» AIM OF THE EXERCISE
Output every record verbatim, and omit each picture.

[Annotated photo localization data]

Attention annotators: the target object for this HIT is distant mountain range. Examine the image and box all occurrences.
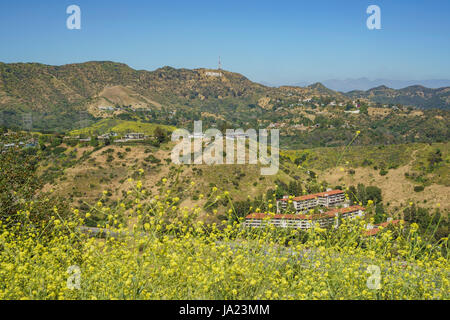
[262,78,450,93]
[261,78,450,109]
[321,78,450,93]
[345,85,450,109]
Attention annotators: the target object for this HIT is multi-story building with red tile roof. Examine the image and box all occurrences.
[245,205,365,230]
[276,189,346,213]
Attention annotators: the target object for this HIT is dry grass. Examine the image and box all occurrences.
[320,165,449,212]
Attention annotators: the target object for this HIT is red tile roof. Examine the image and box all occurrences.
[364,228,380,236]
[327,205,365,215]
[363,220,402,236]
[277,190,345,202]
[376,220,401,228]
[293,194,319,201]
[246,205,364,221]
[246,212,335,220]
[316,189,346,197]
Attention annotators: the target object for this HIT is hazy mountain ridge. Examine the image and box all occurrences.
[345,85,450,109]
[286,78,450,92]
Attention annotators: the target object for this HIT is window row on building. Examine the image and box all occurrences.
[245,205,365,230]
[276,189,346,213]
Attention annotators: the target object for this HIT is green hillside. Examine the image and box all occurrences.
[1,61,449,140]
[69,119,176,136]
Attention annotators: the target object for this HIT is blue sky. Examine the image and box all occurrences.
[0,0,449,85]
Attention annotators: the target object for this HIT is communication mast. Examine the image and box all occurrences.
[218,56,222,70]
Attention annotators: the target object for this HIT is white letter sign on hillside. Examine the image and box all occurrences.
[67,5,81,30]
[366,5,381,30]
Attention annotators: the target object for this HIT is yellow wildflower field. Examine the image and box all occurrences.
[0,184,448,300]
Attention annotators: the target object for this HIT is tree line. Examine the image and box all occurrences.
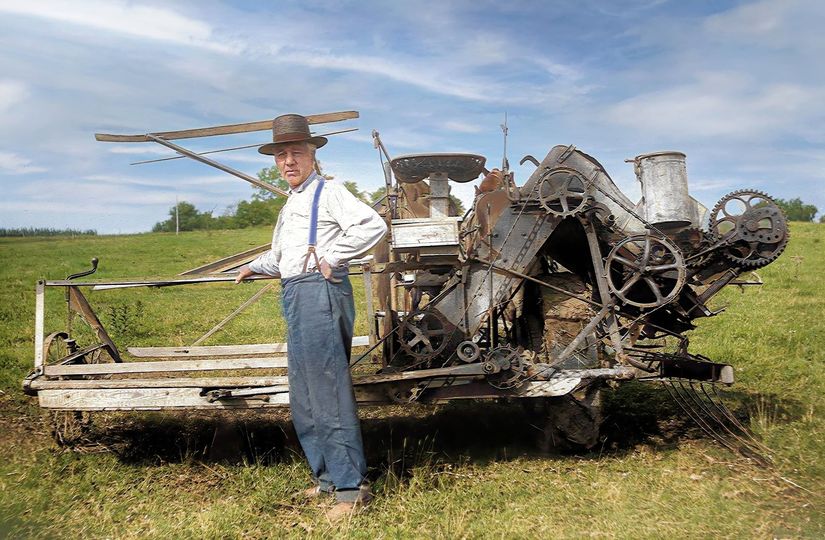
[153,166,821,233]
[773,198,821,223]
[152,165,463,233]
[0,227,97,237]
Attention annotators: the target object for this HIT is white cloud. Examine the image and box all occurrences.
[0,79,26,112]
[283,51,494,102]
[0,151,47,174]
[605,73,817,140]
[443,121,484,134]
[0,0,238,53]
[703,0,825,50]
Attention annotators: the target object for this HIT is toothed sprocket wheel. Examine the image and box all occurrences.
[538,167,591,217]
[709,190,789,269]
[398,309,449,361]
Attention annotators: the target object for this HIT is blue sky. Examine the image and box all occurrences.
[0,0,822,233]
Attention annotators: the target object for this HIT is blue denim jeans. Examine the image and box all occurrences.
[281,271,367,502]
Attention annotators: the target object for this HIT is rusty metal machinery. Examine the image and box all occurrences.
[24,114,789,460]
[368,139,788,457]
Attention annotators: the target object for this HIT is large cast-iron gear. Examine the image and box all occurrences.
[538,167,591,217]
[605,234,687,309]
[709,190,789,269]
[398,309,449,361]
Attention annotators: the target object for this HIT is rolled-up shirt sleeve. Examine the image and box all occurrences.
[322,184,387,268]
[248,226,282,277]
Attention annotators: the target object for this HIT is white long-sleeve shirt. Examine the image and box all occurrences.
[248,172,387,279]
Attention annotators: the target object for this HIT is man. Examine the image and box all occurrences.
[235,114,387,521]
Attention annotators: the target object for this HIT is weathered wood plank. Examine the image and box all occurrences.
[37,384,391,410]
[128,335,370,358]
[43,357,288,376]
[95,111,359,142]
[68,286,122,362]
[34,281,45,370]
[29,376,289,390]
[178,244,271,276]
[38,388,291,410]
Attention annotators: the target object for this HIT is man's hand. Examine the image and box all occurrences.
[235,265,255,284]
[319,258,342,283]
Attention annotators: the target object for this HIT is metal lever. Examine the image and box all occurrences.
[67,258,99,281]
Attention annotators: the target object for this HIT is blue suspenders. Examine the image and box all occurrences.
[301,177,325,273]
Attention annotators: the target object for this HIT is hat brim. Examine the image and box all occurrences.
[258,136,328,155]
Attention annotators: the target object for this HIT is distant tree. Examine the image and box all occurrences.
[151,167,374,233]
[343,180,369,203]
[234,198,282,228]
[450,195,466,215]
[0,227,97,237]
[152,201,216,232]
[253,165,289,200]
[775,197,818,222]
[819,214,825,224]
[370,186,387,204]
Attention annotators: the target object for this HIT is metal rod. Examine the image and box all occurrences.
[146,134,289,198]
[82,275,275,290]
[555,304,610,365]
[582,220,624,355]
[487,203,495,348]
[192,283,275,346]
[474,258,602,308]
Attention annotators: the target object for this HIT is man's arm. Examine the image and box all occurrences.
[236,227,282,283]
[234,264,257,283]
[322,184,388,268]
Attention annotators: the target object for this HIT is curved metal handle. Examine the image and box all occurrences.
[66,258,99,281]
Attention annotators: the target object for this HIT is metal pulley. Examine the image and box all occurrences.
[605,234,686,309]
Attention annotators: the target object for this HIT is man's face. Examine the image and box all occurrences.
[274,142,315,189]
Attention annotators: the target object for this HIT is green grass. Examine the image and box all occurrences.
[1,224,823,538]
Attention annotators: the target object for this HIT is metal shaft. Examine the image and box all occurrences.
[146,134,289,198]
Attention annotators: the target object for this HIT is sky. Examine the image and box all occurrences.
[0,0,823,234]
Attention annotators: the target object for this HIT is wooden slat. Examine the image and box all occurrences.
[128,343,285,357]
[178,244,270,276]
[127,335,370,358]
[37,384,391,410]
[34,281,45,370]
[95,111,359,142]
[29,376,289,390]
[43,357,288,376]
[38,388,291,410]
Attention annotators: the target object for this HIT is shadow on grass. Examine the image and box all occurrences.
[59,382,805,482]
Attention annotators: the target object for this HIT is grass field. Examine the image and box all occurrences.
[1,224,823,538]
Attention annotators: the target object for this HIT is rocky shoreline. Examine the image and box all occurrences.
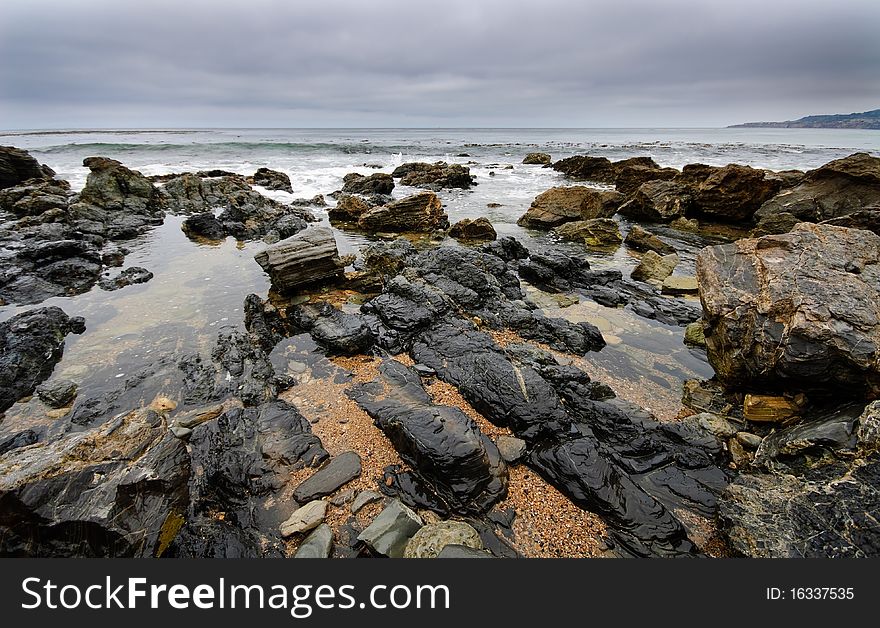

» YOUR RESPONSE
Attention annotators: the target object for this HIT is distant mountain range. Examine the image and box all occurrences.
[262,78,450,93]
[261,78,450,109]
[321,78,450,93]
[345,85,450,109]
Attention annotators: the target object for this HIT is multi-story building with red tile roof. Examine the image and box all occurrences.
[245,205,365,230]
[276,189,346,213]
Attention annotators: the target object for this HIT is dry grass. Examine the image and box all occurrences.
[320,165,449,212]
Attention annotators: the target object for this HIT is red tile roof. Examine the image and box all occurrences.
[364,228,380,236]
[327,205,365,215]
[363,220,402,236]
[277,190,345,202]
[376,220,401,228]
[293,194,319,201]
[246,205,364,221]
[246,212,335,220]
[316,189,346,197]
Attention annotators: the target object for this HIT is hazy mountain ridge. Examine the image and box all occurrences.
[345,85,450,109]
[286,78,450,92]
Attention annotators: the target object for this HIT is window row on building. Examine the image and box all occurrences.
[245,205,365,230]
[276,189,346,213]
Attention annotators: the target object for this HIT is green hillside. Examine the image and box all occurrences.
[1,61,449,140]
[69,119,176,136]
Attention annotators: the target object for this HIT is blue sky. Examine the image and box all occurrences.
[0,0,449,85]
Attention annotators: the target object for this HIT is communication mast. Examine the image and box all occurrences.
[218,56,222,70]
Attention annotators: the target object for this HIT is white letter sign on hillside. Examine the image and box all occurrences.
[67,5,81,30]
[366,5,381,30]
Attention annotators: the target object for this HIT is yellow wildflower field. Examine the image and box all occurrences.
[0,184,448,300]
Attention annotators: the target object for this HIT is tree line. Examine the image and box all occurrences.
[153,166,821,233]
[773,198,821,223]
[152,165,463,233]
[0,227,97,237]
Attention annotators: the target object for this HIT is white cloud. Examine the image and box all occurrences.
[0,79,26,112]
[283,51,494,102]
[0,151,47,174]
[605,73,817,140]
[443,121,484,134]
[0,0,238,53]
[703,0,825,50]
Attention annotators: the target object for this HIT is toothed sprocket wheel. Examine the image and box all occurrences.
[538,167,591,217]
[709,190,789,269]
[398,309,449,361]
Attention annotators: the target object for this HIT is blue sky. Examine the image and box all occurrences.
[0,0,822,233]
Attention annotators: the target object for this HIT is blue denim jeans. Examine the image and box all occurrences.
[281,271,367,502]
Attention annotators: the target object for this HIT is rusty metal machinery. Examine the image and box all occurrences.
[24,114,789,460]
[368,139,788,457]
Attention annotators: the target object for this HIT is large cast-iron gear. Examine the image and box all occurrences.
[538,167,591,217]
[605,234,687,309]
[709,190,789,269]
[398,309,449,361]
Attention annotators: the target object for this HIT is rolled-up shirt sleeve. Examine the image and box all occurrences.
[322,184,387,268]
[248,226,282,277]
Attention annotators: the target object for this HIT is white long-sleeve shirt. Examine the image and box all occurrences.
[248,172,387,279]
Attention annotators: the target object for this HIT is man. Examine the image and box all occurrences.
[235,114,387,521]
Attention annotators: the target object for this HIT is weathered wood plank. Examine the image and box all occurrences.
[37,384,391,410]
[128,335,370,358]
[43,357,288,376]
[95,111,359,142]
[68,286,122,362]
[34,281,45,370]
[29,376,289,390]
[178,244,271,276]
[38,388,291,410]
Attention annotators: the target object for this HIT is man's hand. Examine the image and box all occurrences.
[235,265,255,284]
[319,258,342,283]
Attention annotators: the target object for this HIT is metal lever. Examine the image and box all occurrences.
[67,258,99,281]
Attention annotators: the target object for this HIT is blue suspenders. Examine the image and box all occurrences.
[301,177,325,273]
Attention annotators: the target object for this HIT is hat brim. Examine the image and box all occurrences.
[258,136,328,155]
Attention annotators: the target object for this HIT is distant tree. Examine the image and box all occurrences.
[151,167,374,233]
[343,180,369,203]
[234,198,282,228]
[450,195,466,215]
[0,227,97,237]
[152,201,216,232]
[253,165,289,200]
[775,197,818,222]
[819,214,825,224]
[370,186,387,204]
Attention annotators: the target object for this HIT is metal rod. Examine the image and box all occurrences.
[146,134,289,198]
[82,275,275,290]
[555,304,610,365]
[582,220,624,355]
[487,203,495,348]
[192,283,275,346]
[474,258,602,308]
Attention annotators: the target object for this HIT is man's arm. Examine the image and box all occurrences.
[236,227,282,283]
[234,264,257,283]
[322,184,388,268]
Attention annotators: the target object for this HIT is curved metal handle. Examine the image and box all occurrences.
[66,258,99,281]
Attention annotators: the target object for this HIT is metal pulley. Examine the image and box all occurrences.
[605,234,686,309]
Attention annotators: the target object for this HIT is man's face. Examine the image and box all occurrences.
[274,142,315,189]
Attention annotators: the target object for this HIT is green grass. Examine the image and box all occurrences.
[1,224,823,538]
Attention annotators: the target object for this HIT is metal shaft. Examine the image and box all occurrences.
[146,134,289,198]
Attention annotators: the target object for this HIT is sky. Examine the image and box all occurrences.
[0,0,823,234]
Attention annotators: the target object for this HIT is wooden slat. Examine the image and box all occurrences.
[128,343,285,357]
[178,244,270,276]
[127,335,370,358]
[37,384,391,410]
[34,281,45,370]
[95,111,359,142]
[29,376,289,390]
[43,357,288,376]
[38,388,291,410]
Attention annotators: the target object for this HIT is shadow on grass. Examine the image and box all occurrences.
[59,382,805,482]
Attention annotators: the target object for this HIT is grass field. Examine the image and box all occurrences.
[1,224,823,538]
Attention annotators: the target object for this HIT is rocky shoreline. Examine the image and box all occurrences.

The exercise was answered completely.